**TASK REQUIREMENTS:**
a) According to the quilting tutorial passage, how many piglet blocks does the writer ask to have made?
b) From the quilting tutorial passage, retype the text starting with "Before I leave" and going on through "of this process.".

Before I leave all the attributions, please visit Sally’s tutorial page, where she has other tutorials for bunnies and fish and all sorts of creatures.
But mine are slightly different, both in size and in style, so I wrote up atutorial for what I want. Since they are small, I’d like you to make me two, if you wouldn’t mind. I used Gayle’s post for inspiration (also look *here.*). To make it easier on yourself, make them both the same, but if you get adventurous, it’s okay to flip the orientation of the piglets, or make one going up and one coming down. But really, keep it simple so you aren’t calling me names in the middle of this process.
Again, while Sally has a tutorial (linked above) and she is the designer of this block, I changed up a few things (like the dimensions), so please follow along and make my piglet according to my tutorial. The piggies are all scrappy, but I do need:
sky–a consistent low-volume or “background–no need to make them the same fabric, but the do need to be the same lightness: pale blue, cream, white, tan, low-volume with grey/tan/etc. prints. Avoid prints with too dark of text or design so that it throws it to a muddy tonality. Some background prints are fun and will make the quilt more sparkly. It’s okay to mix up the borders, but I’d probably stick to the same fabric around the piglet.

**RECORDS SUPPLIED:**
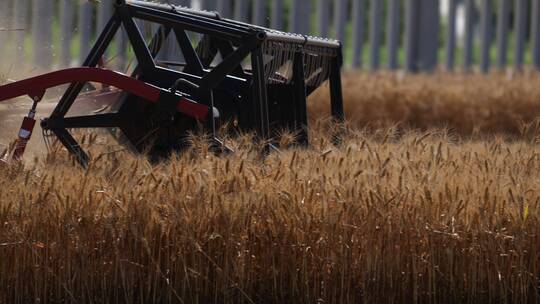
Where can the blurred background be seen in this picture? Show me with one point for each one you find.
(410, 35)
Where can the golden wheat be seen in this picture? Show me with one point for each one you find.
(391, 215)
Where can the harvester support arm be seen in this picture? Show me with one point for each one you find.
(36, 87)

**SOLUTIONS:**
a) Two.

b)
Before I leave all the attributions, please visit Sally’s tutorial page, where she has other tutorials for bunnies and fish and all sorts of creatures.
But mine are slightly different, both in size and in style, so I wrote up atutorial for what I want. Since they are small, I’d like you to make me two, if you wouldn’t mind. I used Gayle’s post for inspiration (also look *here.*). To make it easier on yourself, make them both the same, but if you get adventurous, it’s okay to flip the orientation of the piglets, or make one going up and one coming down. But really, keep it simple so you aren’t calling me names in the middle of this process.